**Passage to read**.
Alas, About a year and a half into our project, we were on track to become the first angels in the RandomStan EdTech venture. Also, we had made progress in seeding a venture with a small phone repair shop in LatAmland, looking to expand some of its technological projects. The former eventually became a derelict project, and although we wrote and negotiated the entire funding round terms with the EdTech, we were ultimately cut out of the round because…well—we were amateurs and took too long to pull the trigger.

The latter—the phone repair shop—started sprouting some progress. We brainstormed and jointly developed an automated valuation algorithm and eventually managed to go live with it and deploy it on a website. We built a business model to copy Gazelle/EcoATM, whereby we automated used phone valuations, sellers brought the phones to our partner’s shop, the partner repaired them, and we then sold them for a slim profit on Mercado Libre. We also were pumping out ads and meme-ads to grow traffic and sales. We reached $3000 in sales in our first month and about $10,000 in total. But the margins were very slim. When I built the financial model, I realized the primary driver of success in the business would be speed. And the phones were simply not moving quickly enough.

Pivoting the Start Up (When the Cake Starts Burning)

We hit pause, told our partner to keep using the algorithm at his own discretion using his capital, and essentially use it as SaaS. The asset achieved a top SEO position on Google and flowed through about $9,000 in raw deal value for our partner per month, which was quite the feat. We even eventually beat Apple in LatAmlandia for our phone refurbishment program in terms of SEO.

Over a few weeks, this helped us ideate the next plan: get all the phone flippers in LatAmlandia onto the SaaS. So we went off to the races and built a scalable SaaS on Django, so any phone flipper could create automated valuation algorithms and forms to streamline their inventory acquisition process. I used an outsourced development team which was fantastic to work with. Highly responsive guys. We invested a few thousand into the process and got some grant money from a corporate sponsor. We managed to grow the top of the funnel tremendously, but it frankly just did not stick—WITH ANYONE. We hit the market about two months ago, and it is pretty clear at this stage that this will not work. The problem we’re solving is sometimes not painful enough, not hard enough for anyone to just solve, or simply too painful to get a steady stick stream of customers.

**Material provided**.

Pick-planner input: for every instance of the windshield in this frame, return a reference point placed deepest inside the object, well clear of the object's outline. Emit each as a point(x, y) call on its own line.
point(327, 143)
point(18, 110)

**Objective**. Translate this sentence from the startup story into Spanish: "I used an outsourced development team which was fantastic to work with." The data has no connection to the startup story.

**Full response**. Utilicé un equipo de desarrollo subcontratado con el que fue fantástico trabajar.